>> START

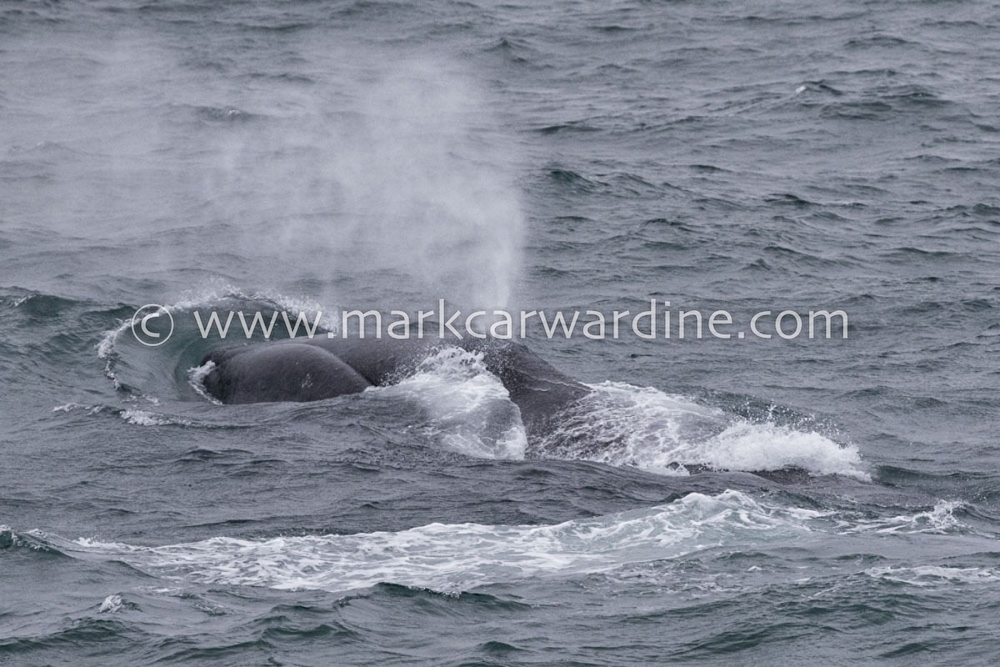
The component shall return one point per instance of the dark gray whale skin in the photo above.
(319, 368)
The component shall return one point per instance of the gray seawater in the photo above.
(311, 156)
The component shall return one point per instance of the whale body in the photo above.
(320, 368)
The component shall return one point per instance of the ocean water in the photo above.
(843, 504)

>> END
>> START

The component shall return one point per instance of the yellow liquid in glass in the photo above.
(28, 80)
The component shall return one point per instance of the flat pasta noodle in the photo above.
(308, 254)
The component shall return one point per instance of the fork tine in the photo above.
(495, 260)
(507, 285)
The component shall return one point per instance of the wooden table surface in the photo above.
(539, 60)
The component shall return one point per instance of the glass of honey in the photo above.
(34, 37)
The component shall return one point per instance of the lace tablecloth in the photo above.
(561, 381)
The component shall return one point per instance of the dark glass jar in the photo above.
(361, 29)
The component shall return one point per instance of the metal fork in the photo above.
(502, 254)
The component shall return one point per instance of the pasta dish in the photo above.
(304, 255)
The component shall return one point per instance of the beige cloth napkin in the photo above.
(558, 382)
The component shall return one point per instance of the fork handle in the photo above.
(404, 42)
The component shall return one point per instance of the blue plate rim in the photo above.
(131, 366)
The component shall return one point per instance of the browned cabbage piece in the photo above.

>> END

- _The exercise_
Quote the rows word for word, from the line containing "The component shall return one point per instance of the pasta" through the line containing "The component shall return one point per instance of the browned".

- _Answer_
The component shall return one point per instance of the pasta dish in the photo above.
(304, 255)
The component shall return one point per instance of the beige cloth napkin in the photo above.
(558, 382)
The component shall return one point per instance of the fork handle in the photo above.
(404, 42)
The component shall return one point per instance of the blue plate rim in the photo above.
(131, 366)
The component shall return one point per instance of the browned cabbage piece in the photo above.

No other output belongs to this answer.